[Referring expression pointing data]
----
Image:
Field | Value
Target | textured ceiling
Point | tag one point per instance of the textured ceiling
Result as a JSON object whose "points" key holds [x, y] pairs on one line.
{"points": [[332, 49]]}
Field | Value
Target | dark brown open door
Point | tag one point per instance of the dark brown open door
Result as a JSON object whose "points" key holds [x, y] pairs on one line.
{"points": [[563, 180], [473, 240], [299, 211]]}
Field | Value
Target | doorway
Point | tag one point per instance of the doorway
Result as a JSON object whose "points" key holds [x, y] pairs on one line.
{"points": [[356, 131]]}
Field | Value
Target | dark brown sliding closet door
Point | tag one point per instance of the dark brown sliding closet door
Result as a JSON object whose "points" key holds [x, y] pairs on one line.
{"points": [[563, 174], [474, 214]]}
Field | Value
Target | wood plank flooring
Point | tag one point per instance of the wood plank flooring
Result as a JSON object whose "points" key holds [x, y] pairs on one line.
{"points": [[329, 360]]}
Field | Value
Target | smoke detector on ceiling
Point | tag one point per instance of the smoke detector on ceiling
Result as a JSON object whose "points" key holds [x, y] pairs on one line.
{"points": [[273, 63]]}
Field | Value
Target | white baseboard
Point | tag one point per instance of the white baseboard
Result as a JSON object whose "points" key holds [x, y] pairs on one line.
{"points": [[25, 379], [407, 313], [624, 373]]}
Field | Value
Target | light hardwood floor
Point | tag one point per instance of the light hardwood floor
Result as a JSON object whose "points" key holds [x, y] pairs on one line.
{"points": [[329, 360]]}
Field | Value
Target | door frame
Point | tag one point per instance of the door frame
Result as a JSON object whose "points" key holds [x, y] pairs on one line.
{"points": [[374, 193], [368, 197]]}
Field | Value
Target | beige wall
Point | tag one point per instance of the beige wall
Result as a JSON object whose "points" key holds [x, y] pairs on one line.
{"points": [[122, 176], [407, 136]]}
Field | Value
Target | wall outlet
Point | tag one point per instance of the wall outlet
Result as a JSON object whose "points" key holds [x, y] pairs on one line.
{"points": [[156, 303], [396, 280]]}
----
§ AIM OF THE EXERCISE: All entries given above are to be printed again exactly.

§ PROBLEM SOLUTION:
Image:
Field | Value
Target | textured ceiling
Point | tag one point per instance of the textured ceiling
Result as a JSON object whose "points" key holds [x, y] pairs on one line.
{"points": [[332, 49]]}
Field | Value
Target | dark brown open door
Point | tag one point per instance of the dark brown open door
Result as a JSON object whose "points" key holds [x, y] pairs on one line.
{"points": [[563, 180], [473, 240], [299, 211]]}
Field | Value
Target | doorway
Point | tag one point per instance of the doorway
Result as a JSON object whose "points" key holds [x, y] pairs on one line.
{"points": [[356, 131]]}
Field | Value
Target | dark brown sliding closet door
Point | tag one point per instance of the dark brown sliding closet door
Result as a JSON object whose "points" key holds [x, y] pairs on one line.
{"points": [[563, 174], [474, 214]]}
Field | Value
Target | wood plank flooring
Point | tag one point per instance of the wood plank flooring
Result as a JSON object whose "points" key holds [x, y] pairs on one line.
{"points": [[329, 360]]}
Field | Value
Target | smoke detector on ceiling
Point | tag one point per instance of the smoke detector on ceiling
Result as a JSON object whose "points" key holds [x, y] pairs on one line.
{"points": [[273, 63]]}
Field | Value
Target | white baseboard
Point | tag one point per instance of the white baseboard
Result as a JSON object whose "points" key holds [x, y] pairs on one line.
{"points": [[25, 379], [407, 313], [624, 373]]}
Field | Value
Target | light hardwood floor
Point | tag one point per instance of the light hardwood floor
Result as a JSON object whose "points" key holds [x, y] pairs on one line.
{"points": [[329, 360]]}
Field | Value
Target | door frame
Point | tag one point per instance of the door frame
Result as a JSON object whose "points" key holds [x, y] pairs on one line.
{"points": [[374, 193], [368, 197]]}
Field | Value
Target | beige wall
Point | tag one point per instance of the beige wall
Result as a JSON object whose "points" key holds [x, y] pairs on one line.
{"points": [[122, 176], [407, 136]]}
Field | Value
Target | wall outlet
Point | tag one point per instance of the wall outlet
Result as a JSON object whose "points" key holds [x, y] pairs on one line.
{"points": [[156, 303], [396, 280]]}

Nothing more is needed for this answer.